----- Material supplied -----

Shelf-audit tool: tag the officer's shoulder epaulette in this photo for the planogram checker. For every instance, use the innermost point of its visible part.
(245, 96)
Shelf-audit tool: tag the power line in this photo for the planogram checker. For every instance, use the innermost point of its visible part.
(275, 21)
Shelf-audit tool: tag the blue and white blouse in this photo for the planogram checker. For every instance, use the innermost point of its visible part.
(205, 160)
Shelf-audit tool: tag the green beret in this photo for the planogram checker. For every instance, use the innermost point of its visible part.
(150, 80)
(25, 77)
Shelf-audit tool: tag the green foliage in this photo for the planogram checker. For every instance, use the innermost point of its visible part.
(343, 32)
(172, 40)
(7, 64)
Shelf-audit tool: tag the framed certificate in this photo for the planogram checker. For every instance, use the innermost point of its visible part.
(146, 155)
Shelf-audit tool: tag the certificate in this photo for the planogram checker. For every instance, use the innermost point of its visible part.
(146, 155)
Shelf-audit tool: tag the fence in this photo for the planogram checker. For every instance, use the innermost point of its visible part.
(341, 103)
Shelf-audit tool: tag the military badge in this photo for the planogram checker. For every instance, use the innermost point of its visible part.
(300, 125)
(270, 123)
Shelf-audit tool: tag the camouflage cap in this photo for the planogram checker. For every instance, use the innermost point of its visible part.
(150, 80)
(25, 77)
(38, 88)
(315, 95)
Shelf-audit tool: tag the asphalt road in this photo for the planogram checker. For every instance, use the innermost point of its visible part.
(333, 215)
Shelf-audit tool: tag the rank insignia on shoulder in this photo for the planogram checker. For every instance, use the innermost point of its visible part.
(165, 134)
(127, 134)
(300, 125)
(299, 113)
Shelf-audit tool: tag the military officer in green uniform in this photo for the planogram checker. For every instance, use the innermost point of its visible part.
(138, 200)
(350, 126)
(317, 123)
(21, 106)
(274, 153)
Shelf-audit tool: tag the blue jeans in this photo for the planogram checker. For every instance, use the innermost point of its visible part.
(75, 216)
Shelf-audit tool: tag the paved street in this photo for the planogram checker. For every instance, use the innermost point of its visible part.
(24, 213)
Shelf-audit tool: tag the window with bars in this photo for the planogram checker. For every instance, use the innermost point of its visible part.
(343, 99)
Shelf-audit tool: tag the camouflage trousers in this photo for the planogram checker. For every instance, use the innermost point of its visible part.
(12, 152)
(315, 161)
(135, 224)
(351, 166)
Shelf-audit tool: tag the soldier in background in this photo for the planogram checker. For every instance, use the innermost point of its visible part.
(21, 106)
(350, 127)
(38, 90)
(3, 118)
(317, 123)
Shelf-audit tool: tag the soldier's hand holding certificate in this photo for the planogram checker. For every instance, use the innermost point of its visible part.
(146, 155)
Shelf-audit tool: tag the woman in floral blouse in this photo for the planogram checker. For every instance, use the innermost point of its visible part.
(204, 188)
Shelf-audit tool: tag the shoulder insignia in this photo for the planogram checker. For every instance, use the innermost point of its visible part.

-----

*About this task*. Retype every entry above, word for word.

*Your response*.
Shelf-audit tool: tag the officer's shoulder epaulette in this photo for the planogram checker. For every instance, use the innermost point of its visible part.
(245, 96)
Shelf-audit tool: tag the power line in this photo for the planogram checker. For every instance, use the innermost point of its visible part.
(275, 21)
Shelf-audit tool: tag the blue and white blouse in this photo for the planogram checker. For every instance, use the innermost point of its visible part.
(205, 160)
Shelf-audit tool: tag the green beret in this photo for the planogram checker. For every instance, use the innermost point of its visible part.
(150, 80)
(25, 77)
Shelf-audit tool: tag the green foliage in this photo for the planogram checker. For every instance, use the innermost point of its visible part.
(343, 32)
(172, 40)
(7, 64)
Shelf-audit tool: tag the framed certificate in this photo for the planogram checker. For every instance, use the innermost point of its visible part.
(146, 155)
Shelf-audit tool: tag the certificate in this photo for the planogram checker. For every instance, use the innermost point of its visible part.
(146, 155)
Shelf-audit tool: tag the fence in this photo for the planogram checker. For every instance, use the innermost point of its visible part.
(341, 103)
Shelf-audit tool: tag the military badge in this photo for the planogram checker. For every instance, use the innermost point of its visible part.
(300, 125)
(270, 123)
Shelf-audit tool: tag the camouflage cap in this photo for the planogram checker. For every instance, use the innermost point of its visible part.
(150, 80)
(25, 77)
(38, 88)
(315, 95)
Shelf-audit tool: tag the asphalt road in this photo for the planogram checker. For every instance, use the innermost point of its visible part.
(333, 215)
Shelf-audit tool: tag the rank insignia on shoulder in this photo for the planogram checker. For every instance, use the innermost point of its visible part.
(165, 134)
(127, 134)
(300, 125)
(299, 113)
Shelf-audit tool: tag the military officer in green uniform in this photo for the planogram checker. For every instance, use the innermost point of its visible part.
(138, 200)
(350, 126)
(317, 123)
(21, 106)
(274, 153)
Shelf-audit tool: tag the blue jeans in this photo for the planogram checker. For every instance, use the innermost point of its visible part.
(75, 216)
Shelf-audit tool: tag the paved street in this photo for the planogram checker. For every instance, use the innermost point of its visible part.
(24, 213)
Shelf-audit tool: tag the window with bars in this photo for the planogram checker. For every instance, use the innermost point of its visible part.
(343, 99)
Shelf-audit tool: tag the camouflage trousers in this photo for the planogram checker. For every instance, use the innermost point of its visible part.
(12, 152)
(315, 161)
(135, 224)
(351, 166)
Shelf-audit tool: tag the soldier in background in this photo for the planogram checker. For every instance, use the innermost point of its visible part.
(21, 106)
(350, 127)
(38, 90)
(3, 118)
(317, 123)
Shelf-audit tool: tag the soldier's hand holding certificate in this photo for the planogram checker. For every instance, use the innermost point of its visible part.
(146, 155)
Shelf-audit tool: tag the woman in floral blouse in this photo for the planogram checker. For every instance, use the innermost point of its visible part.
(204, 188)
Shelf-audit tool: tag the shoulder insignia in this photo for the planogram checker. For every instance, use the innermost point of its visible part.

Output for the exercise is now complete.